<<<<
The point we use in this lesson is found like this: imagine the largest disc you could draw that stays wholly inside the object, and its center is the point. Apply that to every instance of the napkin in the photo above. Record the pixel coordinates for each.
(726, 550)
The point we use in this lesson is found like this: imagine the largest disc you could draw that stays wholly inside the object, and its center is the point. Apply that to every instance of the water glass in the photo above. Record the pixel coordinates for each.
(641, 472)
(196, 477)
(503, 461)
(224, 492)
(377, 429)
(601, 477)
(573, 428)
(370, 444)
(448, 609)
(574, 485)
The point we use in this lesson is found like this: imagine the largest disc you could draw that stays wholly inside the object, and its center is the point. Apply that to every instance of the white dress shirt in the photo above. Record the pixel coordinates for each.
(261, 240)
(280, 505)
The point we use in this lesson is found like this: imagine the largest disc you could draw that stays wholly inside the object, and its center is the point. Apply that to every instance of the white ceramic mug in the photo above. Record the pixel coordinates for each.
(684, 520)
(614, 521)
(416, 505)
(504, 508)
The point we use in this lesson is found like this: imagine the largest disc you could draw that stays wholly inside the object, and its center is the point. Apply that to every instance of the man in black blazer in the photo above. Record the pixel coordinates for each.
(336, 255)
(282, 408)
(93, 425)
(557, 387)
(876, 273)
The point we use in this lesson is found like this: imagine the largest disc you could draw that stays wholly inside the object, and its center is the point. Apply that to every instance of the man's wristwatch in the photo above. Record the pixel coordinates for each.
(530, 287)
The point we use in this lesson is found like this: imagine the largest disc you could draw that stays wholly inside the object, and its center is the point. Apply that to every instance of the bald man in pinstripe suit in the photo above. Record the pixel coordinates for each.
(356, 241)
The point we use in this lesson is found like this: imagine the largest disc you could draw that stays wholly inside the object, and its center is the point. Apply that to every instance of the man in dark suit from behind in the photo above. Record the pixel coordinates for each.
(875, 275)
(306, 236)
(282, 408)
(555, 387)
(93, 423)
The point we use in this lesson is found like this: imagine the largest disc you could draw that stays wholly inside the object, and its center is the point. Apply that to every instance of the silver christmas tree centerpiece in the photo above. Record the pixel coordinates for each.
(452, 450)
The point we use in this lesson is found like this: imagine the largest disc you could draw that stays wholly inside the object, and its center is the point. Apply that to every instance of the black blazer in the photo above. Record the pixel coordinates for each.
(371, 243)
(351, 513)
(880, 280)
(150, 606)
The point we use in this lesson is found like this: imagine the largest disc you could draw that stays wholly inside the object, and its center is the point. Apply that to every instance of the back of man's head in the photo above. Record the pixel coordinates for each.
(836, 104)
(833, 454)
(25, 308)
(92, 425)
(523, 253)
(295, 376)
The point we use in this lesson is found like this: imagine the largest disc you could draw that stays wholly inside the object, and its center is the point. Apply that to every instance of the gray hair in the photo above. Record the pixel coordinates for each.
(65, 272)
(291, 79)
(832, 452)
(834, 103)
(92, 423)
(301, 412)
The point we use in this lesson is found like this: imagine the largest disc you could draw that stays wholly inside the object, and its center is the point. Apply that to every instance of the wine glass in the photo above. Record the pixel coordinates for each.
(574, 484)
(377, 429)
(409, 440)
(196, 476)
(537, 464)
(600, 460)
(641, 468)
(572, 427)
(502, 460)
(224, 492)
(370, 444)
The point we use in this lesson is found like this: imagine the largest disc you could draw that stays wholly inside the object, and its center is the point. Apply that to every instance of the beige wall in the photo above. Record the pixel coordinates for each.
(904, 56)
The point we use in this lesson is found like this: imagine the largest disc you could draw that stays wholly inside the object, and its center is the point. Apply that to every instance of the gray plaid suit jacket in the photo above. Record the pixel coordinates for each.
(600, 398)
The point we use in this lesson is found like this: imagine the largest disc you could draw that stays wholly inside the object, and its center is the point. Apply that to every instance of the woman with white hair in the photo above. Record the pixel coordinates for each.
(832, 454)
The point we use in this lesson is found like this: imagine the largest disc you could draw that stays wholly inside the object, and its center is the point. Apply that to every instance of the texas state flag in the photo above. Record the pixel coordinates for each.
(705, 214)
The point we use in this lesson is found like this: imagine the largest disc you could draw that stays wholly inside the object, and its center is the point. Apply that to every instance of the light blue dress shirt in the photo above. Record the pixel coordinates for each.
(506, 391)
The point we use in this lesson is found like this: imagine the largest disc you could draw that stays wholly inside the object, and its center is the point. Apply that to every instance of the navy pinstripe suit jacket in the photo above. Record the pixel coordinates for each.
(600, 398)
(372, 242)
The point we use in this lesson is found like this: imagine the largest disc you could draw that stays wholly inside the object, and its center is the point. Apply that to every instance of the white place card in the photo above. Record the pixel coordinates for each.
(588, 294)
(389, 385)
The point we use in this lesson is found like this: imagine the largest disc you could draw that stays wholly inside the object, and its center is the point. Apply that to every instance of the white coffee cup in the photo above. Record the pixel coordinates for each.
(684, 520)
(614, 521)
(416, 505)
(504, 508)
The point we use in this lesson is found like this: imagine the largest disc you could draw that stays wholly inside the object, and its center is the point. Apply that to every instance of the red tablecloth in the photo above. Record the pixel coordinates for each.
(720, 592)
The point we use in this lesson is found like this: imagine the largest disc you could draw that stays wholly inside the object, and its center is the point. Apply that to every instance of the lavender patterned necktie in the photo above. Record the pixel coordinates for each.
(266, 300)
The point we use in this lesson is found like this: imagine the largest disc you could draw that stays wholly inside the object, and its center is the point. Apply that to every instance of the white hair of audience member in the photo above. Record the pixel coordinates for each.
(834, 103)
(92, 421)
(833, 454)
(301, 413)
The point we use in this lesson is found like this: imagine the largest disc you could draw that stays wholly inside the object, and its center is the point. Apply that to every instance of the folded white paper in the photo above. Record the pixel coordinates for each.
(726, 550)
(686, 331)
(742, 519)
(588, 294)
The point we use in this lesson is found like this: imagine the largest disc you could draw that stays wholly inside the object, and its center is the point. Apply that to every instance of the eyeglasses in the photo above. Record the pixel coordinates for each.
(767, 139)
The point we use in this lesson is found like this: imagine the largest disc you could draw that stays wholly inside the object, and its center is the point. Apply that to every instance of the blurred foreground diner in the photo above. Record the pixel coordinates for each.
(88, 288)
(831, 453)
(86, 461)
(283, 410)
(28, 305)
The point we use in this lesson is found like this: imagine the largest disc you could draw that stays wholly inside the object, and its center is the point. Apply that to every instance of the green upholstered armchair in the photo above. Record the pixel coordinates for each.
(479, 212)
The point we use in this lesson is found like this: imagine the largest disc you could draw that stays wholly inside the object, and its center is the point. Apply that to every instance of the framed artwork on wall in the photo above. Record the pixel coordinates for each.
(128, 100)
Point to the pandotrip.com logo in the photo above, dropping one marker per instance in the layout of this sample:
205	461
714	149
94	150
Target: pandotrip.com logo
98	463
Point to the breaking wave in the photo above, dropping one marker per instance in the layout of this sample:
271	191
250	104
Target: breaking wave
>>>>
Your instructions | For each line of the data that has the word "breaking", report that line.

Written reply |
Point to the breaking wave in the photo above, dropping one marker per instance in the layout of this sample:
Target: breaking wave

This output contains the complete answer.